KUTIPAN DOKUMEN
★ ★ ★ ★ ★
Baiklah Kita patut berbangga dengan prestasi Tim nasional sepak bola Kita yang secara luar biasa mampu lolos ke final piala AFF tahun ini, luar biasa karena memang sudah sejak lama sepak bola Kita terpuruk dan tiba-tiba Kita dapat hadiah akhir tahun dari Timnas yang berprestasi. Lalu mendadak kesadaran Kita tergugah dan timbul pula rasa nasionalisme dan cinta negeri di diri Kita. Namun yang perlu sedikit Kita kaji ialah: bagaimana kalau ternyata nasionalisme Kita latah Cuma karena dipicu oleh euforia produksi media massa? Tentu pertama perlu ditegaskan bahwa maksud Kita bukan mendiskreditkan tim nasional maupun pesimistik dan merendahkan Mereka, karena seyogyanya timnas memang perlu dipuji dan di support agar mampu maju lebih jauh lagi, yang perlu Kita ketahui ialah pengaruh media massa yang sedemikian besar dalam membentuk opini publik dan secara alam bawah sadar menimbulkan kepercayaan pada diri Kita sehingga apapun yang dikatakan media langsung Kita percaya tanpa adanya bantahan. Itu yang coba Kita gali maknanya.
★ ★ ★ ★ ★
TUGAS
Tentukan apakah setiap pernyataan berikut sesuai dengan kutipan dokumen di atas: (a) Tim nasional sepak bola lolos ke final piala AFF tahun ini; (b) teks tersebut bermaksud merendahkan tim nasional; (c) media massa berpengaruh besar dalam membentuk opini publik. Jawab ya atau tidak untuk masing-masing, lalu kutip kata-kata penentunya dari teks.

Catatan data:
★ ★ ★ ★ ★
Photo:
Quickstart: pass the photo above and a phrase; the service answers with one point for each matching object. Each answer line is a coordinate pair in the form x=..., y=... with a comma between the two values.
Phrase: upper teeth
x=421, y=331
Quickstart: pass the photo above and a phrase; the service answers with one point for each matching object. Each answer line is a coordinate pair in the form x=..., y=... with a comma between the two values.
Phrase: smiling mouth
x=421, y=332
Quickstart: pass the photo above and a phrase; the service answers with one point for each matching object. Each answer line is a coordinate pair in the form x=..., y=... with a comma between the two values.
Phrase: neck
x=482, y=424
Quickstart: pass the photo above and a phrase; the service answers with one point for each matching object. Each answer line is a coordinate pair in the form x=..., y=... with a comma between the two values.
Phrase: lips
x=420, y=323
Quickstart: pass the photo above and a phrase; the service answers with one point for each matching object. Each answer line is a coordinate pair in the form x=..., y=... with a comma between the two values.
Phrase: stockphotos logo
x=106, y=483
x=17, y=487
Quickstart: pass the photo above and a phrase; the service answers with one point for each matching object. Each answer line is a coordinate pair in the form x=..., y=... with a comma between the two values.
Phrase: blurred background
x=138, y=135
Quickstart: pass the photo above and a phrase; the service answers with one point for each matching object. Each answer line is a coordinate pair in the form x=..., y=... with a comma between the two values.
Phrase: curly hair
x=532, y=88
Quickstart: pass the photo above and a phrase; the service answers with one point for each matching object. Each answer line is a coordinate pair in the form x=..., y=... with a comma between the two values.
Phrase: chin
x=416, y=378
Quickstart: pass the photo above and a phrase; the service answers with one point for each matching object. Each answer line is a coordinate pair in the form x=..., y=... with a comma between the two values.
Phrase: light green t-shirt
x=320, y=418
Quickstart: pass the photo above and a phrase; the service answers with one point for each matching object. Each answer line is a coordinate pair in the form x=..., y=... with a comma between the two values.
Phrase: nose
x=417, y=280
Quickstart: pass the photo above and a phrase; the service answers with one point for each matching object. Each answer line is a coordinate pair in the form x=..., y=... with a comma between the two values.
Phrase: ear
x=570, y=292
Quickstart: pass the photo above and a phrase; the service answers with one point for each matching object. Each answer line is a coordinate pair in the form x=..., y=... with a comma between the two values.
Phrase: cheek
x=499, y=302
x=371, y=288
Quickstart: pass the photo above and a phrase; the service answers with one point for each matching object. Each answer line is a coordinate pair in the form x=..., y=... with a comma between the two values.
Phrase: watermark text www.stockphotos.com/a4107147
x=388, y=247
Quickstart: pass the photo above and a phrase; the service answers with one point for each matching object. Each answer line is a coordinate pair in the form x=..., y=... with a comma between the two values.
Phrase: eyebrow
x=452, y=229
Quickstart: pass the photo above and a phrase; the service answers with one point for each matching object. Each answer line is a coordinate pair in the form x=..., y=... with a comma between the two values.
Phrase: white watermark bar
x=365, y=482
★ ★ ★ ★ ★
JAWABAN LATIHAN
(a) Ya: "mampu lolos ke final piala AFF tahun ini".
(b) Tidak: "maksud Kita bukan mendiskreditkan tim nasional maupun pesimistik dan merendahkan Mereka".
(c) Ya: "pengaruh media massa yang sedemikian besar dalam membentuk opini publik".